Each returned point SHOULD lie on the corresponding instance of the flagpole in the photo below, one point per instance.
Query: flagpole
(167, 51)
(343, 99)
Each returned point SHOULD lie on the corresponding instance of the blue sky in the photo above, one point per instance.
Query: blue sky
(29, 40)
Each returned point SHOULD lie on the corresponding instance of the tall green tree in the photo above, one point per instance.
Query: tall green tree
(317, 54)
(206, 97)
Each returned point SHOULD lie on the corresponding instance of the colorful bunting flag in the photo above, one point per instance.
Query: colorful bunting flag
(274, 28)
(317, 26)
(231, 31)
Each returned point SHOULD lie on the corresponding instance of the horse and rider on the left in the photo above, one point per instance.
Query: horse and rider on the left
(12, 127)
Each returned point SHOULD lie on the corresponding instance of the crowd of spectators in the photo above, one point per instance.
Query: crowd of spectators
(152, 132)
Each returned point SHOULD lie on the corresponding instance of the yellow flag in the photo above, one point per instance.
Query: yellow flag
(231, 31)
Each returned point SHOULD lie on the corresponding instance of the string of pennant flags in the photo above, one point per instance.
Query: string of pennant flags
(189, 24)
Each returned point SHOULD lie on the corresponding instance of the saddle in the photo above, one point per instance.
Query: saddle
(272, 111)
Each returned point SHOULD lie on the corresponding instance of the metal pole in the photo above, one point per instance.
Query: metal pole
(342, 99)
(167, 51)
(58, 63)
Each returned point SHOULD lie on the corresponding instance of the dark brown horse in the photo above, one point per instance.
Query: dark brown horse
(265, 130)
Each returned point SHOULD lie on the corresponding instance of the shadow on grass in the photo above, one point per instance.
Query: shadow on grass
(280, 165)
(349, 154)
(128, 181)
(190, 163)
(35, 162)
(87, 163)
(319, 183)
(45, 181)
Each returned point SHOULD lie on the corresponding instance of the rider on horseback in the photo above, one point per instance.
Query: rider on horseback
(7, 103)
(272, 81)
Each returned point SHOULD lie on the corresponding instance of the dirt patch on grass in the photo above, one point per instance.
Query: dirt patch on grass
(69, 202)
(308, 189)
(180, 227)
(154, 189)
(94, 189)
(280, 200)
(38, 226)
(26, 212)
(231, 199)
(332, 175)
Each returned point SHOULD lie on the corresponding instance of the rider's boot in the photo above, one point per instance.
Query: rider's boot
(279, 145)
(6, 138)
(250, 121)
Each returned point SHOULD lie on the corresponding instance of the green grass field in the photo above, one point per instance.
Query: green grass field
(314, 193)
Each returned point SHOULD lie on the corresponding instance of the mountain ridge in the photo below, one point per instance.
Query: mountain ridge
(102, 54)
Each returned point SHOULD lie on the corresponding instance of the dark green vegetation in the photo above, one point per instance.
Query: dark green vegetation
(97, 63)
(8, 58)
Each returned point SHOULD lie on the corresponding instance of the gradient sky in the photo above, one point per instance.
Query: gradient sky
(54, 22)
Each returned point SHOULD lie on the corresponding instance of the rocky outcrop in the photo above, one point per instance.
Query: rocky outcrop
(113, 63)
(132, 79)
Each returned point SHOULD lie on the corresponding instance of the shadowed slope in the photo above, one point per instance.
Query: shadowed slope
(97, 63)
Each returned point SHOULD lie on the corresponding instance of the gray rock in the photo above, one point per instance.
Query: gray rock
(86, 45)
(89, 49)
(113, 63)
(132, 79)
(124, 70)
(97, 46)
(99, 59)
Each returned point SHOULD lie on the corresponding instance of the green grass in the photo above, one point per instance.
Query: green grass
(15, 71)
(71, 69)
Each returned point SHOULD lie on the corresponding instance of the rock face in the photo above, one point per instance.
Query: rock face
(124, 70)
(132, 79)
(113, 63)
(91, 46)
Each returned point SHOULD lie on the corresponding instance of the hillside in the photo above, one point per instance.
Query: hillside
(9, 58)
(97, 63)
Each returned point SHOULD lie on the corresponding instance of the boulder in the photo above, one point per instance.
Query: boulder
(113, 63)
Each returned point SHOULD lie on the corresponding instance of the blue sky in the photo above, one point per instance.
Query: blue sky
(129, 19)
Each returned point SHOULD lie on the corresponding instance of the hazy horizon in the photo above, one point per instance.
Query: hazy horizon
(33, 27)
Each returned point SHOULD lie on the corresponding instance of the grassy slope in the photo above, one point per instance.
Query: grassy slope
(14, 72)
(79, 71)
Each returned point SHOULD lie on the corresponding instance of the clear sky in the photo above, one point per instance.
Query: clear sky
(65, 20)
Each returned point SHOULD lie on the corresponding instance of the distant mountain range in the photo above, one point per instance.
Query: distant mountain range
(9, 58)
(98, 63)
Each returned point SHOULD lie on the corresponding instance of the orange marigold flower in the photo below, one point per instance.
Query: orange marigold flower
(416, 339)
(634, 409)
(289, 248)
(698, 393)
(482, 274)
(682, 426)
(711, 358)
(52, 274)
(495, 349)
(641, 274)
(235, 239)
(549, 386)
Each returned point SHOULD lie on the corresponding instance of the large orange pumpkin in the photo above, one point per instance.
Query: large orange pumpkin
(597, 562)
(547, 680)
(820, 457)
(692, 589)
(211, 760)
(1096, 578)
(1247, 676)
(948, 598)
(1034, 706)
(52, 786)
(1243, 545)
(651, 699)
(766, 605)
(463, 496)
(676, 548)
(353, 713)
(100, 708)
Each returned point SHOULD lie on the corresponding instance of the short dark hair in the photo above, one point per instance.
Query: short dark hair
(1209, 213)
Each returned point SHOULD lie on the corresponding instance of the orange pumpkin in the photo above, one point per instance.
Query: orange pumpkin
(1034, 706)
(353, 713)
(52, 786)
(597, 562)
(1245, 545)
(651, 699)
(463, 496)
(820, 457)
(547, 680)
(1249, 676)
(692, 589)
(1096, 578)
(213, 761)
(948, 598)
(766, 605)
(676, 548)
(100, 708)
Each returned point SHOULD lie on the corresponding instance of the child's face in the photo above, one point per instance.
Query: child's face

Assignment
Write out the material again, exactly as shown above.

Answer for this exercise
Each returned point SHOULD lie on the corresponding instance of the flagpole in the photo below, one point per instance.
Query: flagpole
(167, 51)
(343, 99)
Each returned point SHOULD lie on the corresponding instance of the blue sky in the photo above, one point per instance.
Query: blue sky
(29, 40)
Each returned point SHOULD lie on the corresponding instance of the tall green tree in the photo above, one point per instance.
Query: tall green tree
(317, 54)
(206, 97)
Each returned point SHOULD lie on the corresponding instance of the colorful bunting flag in the photo above, one point per instance.
Query: colorful bunting flag
(274, 28)
(317, 26)
(231, 31)
Each returned point SHOULD lie on the corresponding instance of the horse and rider on the left in the photo above, one point per instance.
Query: horse and rider on the left
(12, 127)
Each returned point SHOULD lie on the corresponding instance of the crowd of spectators in the photo above, one point per instance.
Query: crowd of spectators
(152, 132)
Each returned point SHOULD lie on the corresponding instance of the yellow flag in the photo above, one point per instance.
Query: yellow flag
(231, 31)
Each returned point SHOULD lie on the corresponding instance of the string of pennant flags in the photo above, one point per instance.
Query: string of pennant flags
(189, 24)
Each returned point SHOULD lie on the corresponding instance of the saddle in the photo above, one point per instance.
Query: saddle
(272, 111)
Each returned point SHOULD lie on the corresponding instance of the metal pole in the photo above, one point per instance.
Query: metal pole
(342, 99)
(167, 51)
(58, 63)
Each returned point SHOULD lie on the corresponding instance of the dark brown horse in the photo above, one point per instance.
Query: dark brown horse
(265, 130)
Each returned point SHOULD lie on the corresponding instance of the shadow on grass in the photo above, one point per instance.
Query: shadow on grass
(280, 165)
(349, 154)
(128, 181)
(190, 163)
(35, 162)
(87, 163)
(319, 183)
(45, 181)
Each returned point SHOULD lie on the corresponding instance of the rider on horseback in the photo above, one point per instance.
Query: rider on horseback
(7, 103)
(272, 81)
Each returned point SHOULD lie on the corresponding instance of the dirt patch on grass in the photo above, one point per instance.
Query: dirt patch on grass
(69, 202)
(308, 189)
(180, 227)
(154, 189)
(94, 189)
(280, 200)
(38, 226)
(26, 212)
(231, 199)
(332, 175)
Each returned point SHOULD lie on the corresponding instance of the rider's boot in the photo above, one point per instance.
Query: rider's boot
(279, 145)
(6, 138)
(250, 121)
Each returned point SHOULD lie on the corresponding instance of the green grass field in the photo above, one point per instance.
Query: green grass field
(314, 193)
Each returned point SHOULD lie on the corresponding instance of the mountain ridge in the photo below, one point per instance.
Query: mountain ridge
(102, 54)
Each returned point SHOULD lie on the corresponding instance of the dark green vegetation in the photo above, one point per instance.
Query: dark green vegetation
(97, 63)
(8, 58)
Each returned point SHOULD lie on the corresponding instance of the gradient sky in the photo above, one point per instance.
Query: gradient sky
(54, 22)
Each returned point SHOULD lie on the corresponding instance of the rocky outcrop in the photo above, one point per instance.
Query: rocky outcrop
(113, 63)
(132, 79)
Each returned point SHOULD lie on the corresponding instance of the shadowed slope in the photo above, one point per instance.
Query: shadowed slope
(97, 63)
Each returned point SHOULD lie on the corresponding instance of the gray rock in the photo above, one point per instance.
Query: gray rock
(86, 45)
(89, 49)
(113, 63)
(132, 79)
(124, 70)
(97, 46)
(99, 59)
Each returned point SHOULD lie on the corresponding instance of the green grass in the photo above, one point per instance.
Query: green grass
(15, 71)
(71, 69)
Each returned point SHOULD lie on the corresponding instance of the rock face in the photo above, one point per instance.
Query: rock face
(124, 70)
(132, 79)
(113, 63)
(91, 46)
Each returned point SHOULD lie on the corresponding instance of the hillside in the photo above, one point per instance.
Query: hillside
(9, 58)
(97, 63)
Each returned point SHOULD lie on the corresponding instance of the boulder in the photo above, one point per instance.
Query: boulder
(113, 63)
Each returned point SHOULD lie on the corresponding instance of the blue sky in the photo above, one point per instance.
Query: blue sky
(129, 19)
Each returned point SHOULD lie on the corresponding instance of the hazy horizon in the photo above, one point per instance.
Query: hazy horizon
(33, 27)
Each returned point SHOULD lie on the corresponding instance of the grassy slope in the photo above, one point per instance.
Query: grassy slope
(14, 72)
(79, 71)
Each returned point SHOULD lie on the corresponding instance of the clear sky in the photo above, one point per instance.
Query: clear sky
(65, 20)
Each returned point SHOULD lie on the corresponding instance of the distant mountain range in the photo above, one point per instance.
Query: distant mountain range
(9, 58)
(98, 63)
Each returned point SHOULD lie on the corresponding instance of the orange marigold flower in the photo below, one point per instance.
Query: orange marigold flower
(416, 339)
(634, 409)
(289, 248)
(698, 393)
(482, 274)
(682, 426)
(711, 358)
(52, 274)
(495, 349)
(641, 274)
(235, 239)
(549, 386)
Each returned point SHOULD lie on the corresponding instance of the large orange pumpkin in the photo above, one point per instance.
Query: large orange pumpkin
(597, 562)
(547, 680)
(820, 457)
(692, 589)
(211, 760)
(1096, 578)
(1247, 676)
(948, 598)
(1034, 706)
(52, 786)
(1243, 545)
(651, 699)
(766, 605)
(463, 496)
(676, 548)
(353, 713)
(100, 708)
Each returned point SHOULD lie on the corresponding instance of the short dark hair in the photo above, one point per instance.
Query: short dark hair
(1209, 213)
Each returned point SHOULD lie on the corresponding instance of the orange pumpkin in the photo above, one point per instance.
Query: orange pumpkin
(1034, 706)
(353, 713)
(52, 786)
(597, 562)
(1245, 545)
(651, 699)
(463, 496)
(820, 457)
(547, 680)
(1249, 676)
(692, 589)
(1096, 578)
(213, 761)
(948, 598)
(766, 605)
(676, 548)
(100, 708)
Each returned point SHOULD lie on the corresponding instance of the child's face in the photo above, one point per instance.
Query: child's face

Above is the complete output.